From the essay on change below, copy verbatim the passage that starts with the words "This is called" and runs through "off the ground.".

■ EXTRACT PROVIDED ■
····················

Because here's what I know for sure after spending the bulk of my adult years analyzing the WHY of my own fears, foibles and insecurities: understanding the WHY generally isn't a catalyst for change.

The only thing that can cause a person to change their behaviour is their own desire to change. Knowing WHY you are the way you are doesn't provoke change.

So how do you change?

By owning who you are currently - right now - and working within those confines.

Wait, what?

This is called the "Paradoxical Theory of Change" - briefly stated: "Change occurs when one becomes what he is, not when he tries to become what he is not. Change does not take place through a coercive attempt by the individual or by another person to change him, but it does take place if one takes the time and effort to be what he is - to be fully invested in his current positions."

What does that look like in real life?

Personal Example: I'm currently working on launching this new venture. It's emotionally frightening for me.

Why is it scary?

Childhood shit. My family taught me to think small, not to reach too far or too high, not to think too well of myself, blah, blah, blah.

My new venture requires me to see myself differently. And I must see myself differently in order to take the action steps necessary to get the venture off the ground.

Image Credit: Paul Skorupskas on Unsplash

And that's why when I evaluate all the things I need to do for this project, it becomes emotionally overwhelming because it requires me to see myself so very differently that it causes me to freeze and not do anything.

See? The WHY doesn't really matter. It's just there, existing. I know why I'm frozen and procrastinating (a.k.a. weird childhood shit), but being aware of the why doesn't help me move my ass.

So what's the solution here?

The "Paradoxical Theory of Change" - change will occur when I own that I'm scared to think better of myself, instead of denying that I am or wishing that I didn't feel this way.

I've wasted a lot of my life shaking my fist at the WHY and thinking "If only I hadn't grown up in an environment that gave me this awful view of myself - this unhelpful WHY!"

But that has literally never helped.

So my strategy now, in trying to launch this new venture, is to own my fear. To say to myself "Yes, this is emotionally frightening, and I will work with that fear so that it doesn't become overwhelming."

How will I do that?

I will commit to working on my new venture for only 10-minutes per day. I can work on it longer if I want, but I am never obliged to do more than that.

Just 10-minutes doesn't feel overwhelming.

The only way I can become a person who thinks bigger and believes herself capable of doing the things I know in my heart that I want to do, is by changing the actions that I take.

But changing actions doesn't happen overnight. It happens over time, in small incremental steps.

I can't change the way I see myself and my actions from one day to the next; I can only chip away at it in a way that feels emotionally manageable to me.

Some people who didn't have the childhood I had (the childhood you had?) might think the baby steps are silly.

That's ok. They're working within the confines of who they are.

But we have to work from within the confines of who we are. Each of us.

I really want to create this venture, and I can only do that if I own and fully acknowledge who I am. Because I have the past I have, I need a certain process in order to feel emotionally safe moving forward.

If I try to do this the way that someone who hasn't had my trauma does, I will fail because it will be so emotionally frightening that I will completely fail to launch.

We change not by trying to be different than we are, we change by fully owning who we are and working from there.

Denying our reality is not the path to lasting change.

So the WHY behind why we are the way we are - although it might be interesting and offer up explanations - is not on its own a catalyst for change.

For change to happen, we have to be brutally honest about who we are and our current situation, and then outline the next most manageable step based on that.

The next right thing is always and only based on who you know yourself to be.

That is all you ever have to figure out: the next right thing based on WHO YOU ARE.

····················

(Stored records)
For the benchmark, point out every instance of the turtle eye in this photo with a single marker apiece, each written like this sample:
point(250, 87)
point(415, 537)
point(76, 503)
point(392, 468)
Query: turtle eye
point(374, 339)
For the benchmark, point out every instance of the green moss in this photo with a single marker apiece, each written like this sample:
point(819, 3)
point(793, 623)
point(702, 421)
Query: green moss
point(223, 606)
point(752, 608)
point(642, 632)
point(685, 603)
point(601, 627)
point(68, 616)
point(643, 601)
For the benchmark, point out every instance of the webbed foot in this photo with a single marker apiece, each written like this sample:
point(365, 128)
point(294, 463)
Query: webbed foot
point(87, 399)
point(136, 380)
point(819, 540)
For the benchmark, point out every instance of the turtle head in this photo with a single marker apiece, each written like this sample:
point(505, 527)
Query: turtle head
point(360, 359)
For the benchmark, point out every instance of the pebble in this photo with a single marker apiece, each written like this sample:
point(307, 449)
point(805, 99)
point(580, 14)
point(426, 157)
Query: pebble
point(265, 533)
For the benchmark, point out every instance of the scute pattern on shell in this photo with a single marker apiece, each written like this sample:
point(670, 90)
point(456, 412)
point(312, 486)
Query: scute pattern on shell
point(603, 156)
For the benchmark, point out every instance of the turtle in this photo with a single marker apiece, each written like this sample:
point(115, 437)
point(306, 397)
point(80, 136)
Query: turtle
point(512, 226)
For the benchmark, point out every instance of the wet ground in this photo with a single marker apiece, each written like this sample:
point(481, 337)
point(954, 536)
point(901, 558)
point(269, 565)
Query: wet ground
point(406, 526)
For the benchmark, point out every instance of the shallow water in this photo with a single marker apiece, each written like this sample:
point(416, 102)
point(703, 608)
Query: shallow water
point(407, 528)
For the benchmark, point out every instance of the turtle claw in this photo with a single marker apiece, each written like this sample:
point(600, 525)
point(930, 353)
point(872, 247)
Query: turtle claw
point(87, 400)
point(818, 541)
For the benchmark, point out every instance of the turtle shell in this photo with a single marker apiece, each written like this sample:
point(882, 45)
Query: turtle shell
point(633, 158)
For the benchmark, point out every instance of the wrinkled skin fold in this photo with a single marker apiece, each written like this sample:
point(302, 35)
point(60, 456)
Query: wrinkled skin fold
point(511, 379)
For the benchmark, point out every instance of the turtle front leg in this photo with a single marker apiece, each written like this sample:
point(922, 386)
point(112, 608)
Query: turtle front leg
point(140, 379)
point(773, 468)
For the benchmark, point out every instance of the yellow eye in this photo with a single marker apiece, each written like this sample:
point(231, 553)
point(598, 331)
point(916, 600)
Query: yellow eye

····················

■ SOLUTION TO THIS EXERCISE ■
This is called the "Paradoxical Theory of Change" - briefly stated: "Change occurs when one becomes what he is, not when he tries to become what he is not. Change does not take place through a coercive attempt by the individual or by another person to change him, but it does take place if one takes the time and effort to be what he is - to be fully invested in his current positions."

What does that look like in real life?

Personal Example: I'm currently working on launching this new venture. It's emotionally frightening for me.

Why is it scary?

Childhood shit. My family taught me to think small, not to reach too far or too high, not to think too well of myself, blah, blah, blah.

My new venture requires me to see myself differently. And I must see myself differently in order to take the action steps necessary to get the venture off the ground.